- [REQUIRED ACTION] Continue the passage about the SynPlot sequence-alignment tool, not the listing, picking up after its final sentence.

- [TEXT PROVIDED]
================================
Therefore, we have developed a new software tool (SynPlot), which is based on a global alignment and has several novel features. First, the nature and positions of features, such as exons, repeat elements, or CpG islands, can be shown for both sequences, thereby indicating the position of homology peaks relative to the gene structure of both loci. Second, SynPlot allows large-scale sequence alignments of multiple (i.e., >2) sequences to be presented in a single graphical display. Third, the strategy used by SynPlot to transform the coordinates of sequence features to their new positions in the global alignment can be incorporated into future sequence analysis applications. These coordinates are read into SynPlot from a file in General Feature Format or GFF (see http://www.sanger.ac.uk/Software/formats/GFF/), which will facilitate the display of sequence features from other analysis programs and databases (e.g., the ENSEMBL project; see http://www.ensembl.org/).
The Dialign algorithm (Morgenstern et al. 1998) used in this manuscript does not employ gap penalties, but instead collects small gap-free alignments, which are weighted depending on their percent identity and length. The global alignment is constructed by assembling these local alignments in an optimized colinear configuration. Whereas this approach overcomes many problems of generating global alignments, its utility is restricted to colinear loci. Importantly, however, SynPlot and PIPMaker produce similar results on such loci when used for the identification of conserved noncoding sequences (unpubl.) even though they are based on very different principles.
When performing comparative analysis, it is our practice to start by assessing collinearity, e.g., by dotter analysis (Sonnhammer and Durbin 1995). “Working draft” sequence is noncontiguous, and therefore not suitable for long-range global alignments. Consequently, in the absence of colinearity and for working draft sequence, PIPs remain the preferred approach. However, if colinearity is shown, SynPlot analysis is performed to take advantage of its ability to present the position of homology peaks relative to other features in all of the loci being compared, together with its ability to display comparisons between multiple sequences.
================================
- [ENTRIES SUPPLIED]
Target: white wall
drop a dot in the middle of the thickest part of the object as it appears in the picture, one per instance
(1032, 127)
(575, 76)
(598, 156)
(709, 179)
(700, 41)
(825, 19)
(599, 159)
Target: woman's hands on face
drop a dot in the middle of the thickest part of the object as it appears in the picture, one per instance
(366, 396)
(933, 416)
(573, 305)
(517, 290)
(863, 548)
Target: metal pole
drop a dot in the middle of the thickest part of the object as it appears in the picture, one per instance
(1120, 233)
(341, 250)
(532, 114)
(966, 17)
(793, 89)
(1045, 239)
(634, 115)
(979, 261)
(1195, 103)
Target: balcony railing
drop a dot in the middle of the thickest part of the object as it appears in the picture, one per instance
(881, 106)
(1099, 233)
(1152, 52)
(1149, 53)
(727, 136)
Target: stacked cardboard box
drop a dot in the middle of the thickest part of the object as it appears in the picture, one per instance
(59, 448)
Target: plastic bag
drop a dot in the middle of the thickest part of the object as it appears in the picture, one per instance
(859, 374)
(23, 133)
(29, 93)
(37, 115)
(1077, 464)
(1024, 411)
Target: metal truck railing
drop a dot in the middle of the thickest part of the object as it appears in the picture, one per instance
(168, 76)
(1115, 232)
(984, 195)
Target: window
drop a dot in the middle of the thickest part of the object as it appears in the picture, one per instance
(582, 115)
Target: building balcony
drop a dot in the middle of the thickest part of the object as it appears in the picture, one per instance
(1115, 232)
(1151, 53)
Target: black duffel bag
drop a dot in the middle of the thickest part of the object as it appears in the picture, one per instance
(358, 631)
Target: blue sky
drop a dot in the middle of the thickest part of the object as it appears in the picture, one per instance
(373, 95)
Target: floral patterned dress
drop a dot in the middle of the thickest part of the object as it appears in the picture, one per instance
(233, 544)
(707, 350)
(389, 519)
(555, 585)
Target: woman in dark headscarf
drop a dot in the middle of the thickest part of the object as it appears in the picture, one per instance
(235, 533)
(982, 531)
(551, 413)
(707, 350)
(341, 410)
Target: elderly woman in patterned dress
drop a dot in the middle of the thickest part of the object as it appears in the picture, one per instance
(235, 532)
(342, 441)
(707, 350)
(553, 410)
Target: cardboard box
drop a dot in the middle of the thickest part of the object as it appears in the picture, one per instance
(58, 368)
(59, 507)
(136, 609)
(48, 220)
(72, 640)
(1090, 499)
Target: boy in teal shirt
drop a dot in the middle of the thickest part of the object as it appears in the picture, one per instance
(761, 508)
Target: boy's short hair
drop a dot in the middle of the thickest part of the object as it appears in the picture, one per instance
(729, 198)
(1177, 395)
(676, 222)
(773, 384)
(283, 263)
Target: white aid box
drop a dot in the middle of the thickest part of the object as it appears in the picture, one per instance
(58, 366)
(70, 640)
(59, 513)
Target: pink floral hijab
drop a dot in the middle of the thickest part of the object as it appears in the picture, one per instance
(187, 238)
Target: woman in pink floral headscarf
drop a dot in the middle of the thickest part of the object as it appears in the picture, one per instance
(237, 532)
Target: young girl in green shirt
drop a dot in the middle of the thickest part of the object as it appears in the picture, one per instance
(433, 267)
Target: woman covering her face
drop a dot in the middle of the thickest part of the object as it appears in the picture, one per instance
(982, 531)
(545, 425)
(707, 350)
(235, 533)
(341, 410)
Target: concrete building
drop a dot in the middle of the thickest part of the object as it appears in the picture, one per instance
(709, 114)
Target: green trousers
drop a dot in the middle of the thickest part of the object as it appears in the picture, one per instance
================================
- [RESPONSE TO THE EXERCISE]
Comparative Analysis of Evolutionarily Active Loci
To date, long-range human/mouse comparative sequence analyses have focused on loci conserved during mammalian evolution. The SCL locus on human chromosome 1 is part of a long region of synteny with mouse chromosome 4. However, our results show that, within this long region, the CYP4 loci have evolved substantially because the divergence of man and mouse and are not colinear. The cytochrome P450 monooxygenases (CYPs) are a large and ancient superfamily of proteins, often involved in the metabolism of hormones or foreign compounds such as toxins or drugs. Therefore, the acquisition of different sets of CYP genes may partially explain the different sensitivity of humans and mice to drugs and carcinogens.
Rapidly evolving loci, such as the human and mouse CYP4 clusters, highlight two challenges for comparative analysis. First, unless the individual sequences are annotated very carefully, incorrect homology relationships between human and mouse genes may be inferred. Second, the usefulness of comparative analysis for the prediction of regulatory regions may be severely impaired. Such predictions are based on common ancestry, and true orthologs may be difficult to establish. Moreover, rapid evolution may be accomplished by the acquisition of distinct expression patterns by individual members of a gene cluster.
Interpreting the Genome Code
Genome projects are producing a vast data resource which will have to be made accessible to the scientific community. It is clear that, in addition to the primary DNA sequence, genome-wide data on gene expression patterns, protein structures, and protein-protein interactions will also be available in the near future. Our own interest lies in how gene regulatory networks are encoded in the primary DNA sequence, and we use comparative sequence analysis to address this interest. The data presented here indicate that a very careful analysis of individual loci is necessary to establish true homology relationships before proceeding with the comparative analysis. We also show that human/mouse comparisons can give insights into recent genome evolution. Most importantly, we show that comparative sequence analysis, combined with an intuitive graphical display, will be very useful for the prediction of the location and size of gene regulatory regions.
METHODS
Isolation and Sequencing of 129/SvEvTac Murine SCL Locus
The RPCI-21 (129S6/SvEvTac) mouse PAC library (segment 2) (Osoegawa et al. 2000) was screened with a probe from exon 6 of the mouse SCL gene. Eight positive clones were identified and further analyzed by PFGE and Southern analysis. One clone (PAC129.0.726) did not hybridize to a probe from the 5′ end of the mouse SCL gene and contained a large insert (>150 kb), thereby maximizing the extension of the known mouse SCL sequence. The insert of clone PAC129.0.726 was fully sequenced as described (Göttgens et al. 1998). The insert was found to be 171,863 bp, and it extended the previously known mouse SCL sequence by 148,000 bp. The human and mouse sequences used in this study, together with their respective feature files, are available at http://www.sanger.ac.uk/∼jgrg/SynPlot.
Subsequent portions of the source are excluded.